_THE PROBLEM_
List every ingredient that the piña colada cream pie recipe has you whisk together in the medium saucepan, with the amount given for each.

_SOURCE DOCUMENT_
.....
Piña Colada Cream Pie (No-Bake)

  • Prep Time
    15 minutes plus chill time
  • Cook Time
    15-20 minutes
  • Serv Size
    Yield: one 9-inch pie

This no-bake Pina Colada Cream Pie is full of tropical coconut and pineapple in every bite. Easy to make and so refreshing on a hot afternoon!

Ingredients

For Pina Colada Cream Filling

For Graham Cracker Crust

For Topping

    Directions

    Piña Colada Cream Pie is a cool, creamy, and indulgent no‑bake dessert layered with sweet pineapple and rich coconut flavor. Topped with golden toasted coconut, this refreshing pie tastes like a slice of the tropics and is perfect for spring and summer gatherings.

    Step1

    In a food processor, add about 16 full sheets of graham crackers and pulse until they form 2 cups of fine crumbs. Add 1/4 cup of granulated sugar and 1/2 cup of melted butter, then pulse again until the mixture is fully combined and resembles wet sand.

    Step2

    Pour the graham cracker mixture into a 9‑inch pie plate and press it firmly into the bottom and up the sides, using the flat bottom of a drinking glass to create an even, compact crust. Chill the crust in the refrigerator for 30–40 minutes to help it set.

    Step3

    Drain the crushed pineapple thoroughly, then spread it onto a paper‑towel‑lined plate. Gently blot the pineapple to remove as much excess moisture as possible—this helps keep your Piña Colada Cream Pie filling thick and creamy. Set aside.

    Step4

    In a small bowl, whisk together 1/4 cup cornstarch and 1/4 cup cold water until smooth, then set it aside. This slurry will help thicken the creamy coconut filling for your Piña Colada Cream Pie.

    Step5

    In a medium saucepan over medium heat, whisk together one 13.5‑ounce can of coconut milk, 1/2 cup of sugar, 1/2 cup of cream cheese, 1 teaspoon of vanilla extract, and 1 teaspoon of coconut extract until the mixture is silky smooth. This creates the rich, creamy coconut filling that gives your Piña Colada Cream Pie its signature tropical flavor.
.....
_SUPPLIED INFORMATION_
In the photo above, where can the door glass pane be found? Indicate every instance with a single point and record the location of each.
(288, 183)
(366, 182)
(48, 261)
.....
_THE RESULT_
- One 13.5-ounce can of coconut milk
- 1/2 cup of sugar
- 1/2 cup of cream cheese
- 1 teaspoon of vanilla extract
- 1 teaspoon of coconut extract